▶ [What needs to be done]: Copy out the stretch from the line containing "Reviewer note: verify that each instance of the tiled" through the end of the items, swapping "Pins" for "Keypoints" and changing nothing else.

— start of Extracted entries —

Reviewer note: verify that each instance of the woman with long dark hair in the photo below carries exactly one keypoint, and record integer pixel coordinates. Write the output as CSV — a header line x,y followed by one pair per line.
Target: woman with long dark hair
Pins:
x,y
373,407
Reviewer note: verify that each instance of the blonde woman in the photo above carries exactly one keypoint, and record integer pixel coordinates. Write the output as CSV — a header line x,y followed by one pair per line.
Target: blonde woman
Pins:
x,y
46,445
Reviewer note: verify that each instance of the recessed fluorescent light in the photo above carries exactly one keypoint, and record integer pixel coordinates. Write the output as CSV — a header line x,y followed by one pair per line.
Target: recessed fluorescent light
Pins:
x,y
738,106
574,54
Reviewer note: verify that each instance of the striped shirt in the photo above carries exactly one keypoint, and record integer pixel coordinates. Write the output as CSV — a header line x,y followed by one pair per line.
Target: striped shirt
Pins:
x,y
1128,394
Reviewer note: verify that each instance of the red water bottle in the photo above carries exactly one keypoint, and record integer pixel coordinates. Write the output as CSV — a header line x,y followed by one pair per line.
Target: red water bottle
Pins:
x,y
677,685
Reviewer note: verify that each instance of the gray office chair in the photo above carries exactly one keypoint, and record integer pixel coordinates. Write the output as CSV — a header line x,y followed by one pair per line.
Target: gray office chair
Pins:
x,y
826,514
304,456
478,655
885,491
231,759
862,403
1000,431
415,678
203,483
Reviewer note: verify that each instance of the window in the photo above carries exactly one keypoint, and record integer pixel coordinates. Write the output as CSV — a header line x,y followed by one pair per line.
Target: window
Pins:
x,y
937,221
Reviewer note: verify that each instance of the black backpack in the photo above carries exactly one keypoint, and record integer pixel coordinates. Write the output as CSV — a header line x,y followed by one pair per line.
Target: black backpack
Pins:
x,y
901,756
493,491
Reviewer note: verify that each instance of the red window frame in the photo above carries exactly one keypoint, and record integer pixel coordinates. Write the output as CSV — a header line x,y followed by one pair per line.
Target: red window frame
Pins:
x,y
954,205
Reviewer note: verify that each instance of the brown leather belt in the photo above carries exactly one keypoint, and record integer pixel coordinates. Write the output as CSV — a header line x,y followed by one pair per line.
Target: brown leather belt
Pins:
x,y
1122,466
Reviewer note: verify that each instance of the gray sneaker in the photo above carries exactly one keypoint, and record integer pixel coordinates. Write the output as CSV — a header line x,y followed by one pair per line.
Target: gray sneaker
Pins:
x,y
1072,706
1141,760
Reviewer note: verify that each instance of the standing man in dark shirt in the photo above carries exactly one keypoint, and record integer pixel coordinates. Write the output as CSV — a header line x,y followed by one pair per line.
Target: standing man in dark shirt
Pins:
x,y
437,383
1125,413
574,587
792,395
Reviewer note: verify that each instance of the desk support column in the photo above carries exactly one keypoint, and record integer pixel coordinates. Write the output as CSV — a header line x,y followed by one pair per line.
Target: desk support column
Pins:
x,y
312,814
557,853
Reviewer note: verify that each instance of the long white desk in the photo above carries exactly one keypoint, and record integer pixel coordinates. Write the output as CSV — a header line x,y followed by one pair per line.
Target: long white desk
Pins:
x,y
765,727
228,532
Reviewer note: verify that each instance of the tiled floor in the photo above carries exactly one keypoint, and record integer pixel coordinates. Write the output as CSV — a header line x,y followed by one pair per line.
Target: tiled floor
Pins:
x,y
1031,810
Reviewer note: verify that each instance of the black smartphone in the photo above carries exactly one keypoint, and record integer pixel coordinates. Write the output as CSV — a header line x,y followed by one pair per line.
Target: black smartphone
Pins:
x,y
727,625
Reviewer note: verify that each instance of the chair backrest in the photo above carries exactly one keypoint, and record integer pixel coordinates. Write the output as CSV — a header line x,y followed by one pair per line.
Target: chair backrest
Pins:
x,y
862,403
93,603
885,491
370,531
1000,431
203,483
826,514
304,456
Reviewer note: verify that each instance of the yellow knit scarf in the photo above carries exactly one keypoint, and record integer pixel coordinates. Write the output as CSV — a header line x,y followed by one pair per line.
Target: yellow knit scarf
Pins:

— end of Extracted entries —

▶ [Solution to this exercise]:
Reviewer note: verify that each instance of the tiled floor in the photo above carries exactly one keypoint, and record integer pixel coordinates. Write the output as CSV — a header line x,y followed by one pair per line.
Target: tiled floor
Keypoints:
x,y
1031,810
Reviewer note: verify that each instance of the black smartphone in the photo above carries exactly one keypoint, and record integer pixel coordinates. Write the output as CSV — a header line x,y followed by one pair per line.
Target: black smartphone
Keypoints:
x,y
727,625
Reviewer note: verify that each instance of the chair backrest in the photo above carries exactly one keypoint, and record integer pixel coordinates. Write the output as CSV — a header line x,y followed by one pair per line.
Target: chair backrest
Keypoints:
x,y
862,403
93,603
885,491
370,531
1000,431
203,483
826,514
304,456
Reviewer note: verify that each instance of the yellow knit scarf in the photo above carries exactly one keypoint, and record integer pixel coordinates. Write the output as CSV — a header line x,y followed by one pair per line.
Target: yellow knit scarf
Keypoints:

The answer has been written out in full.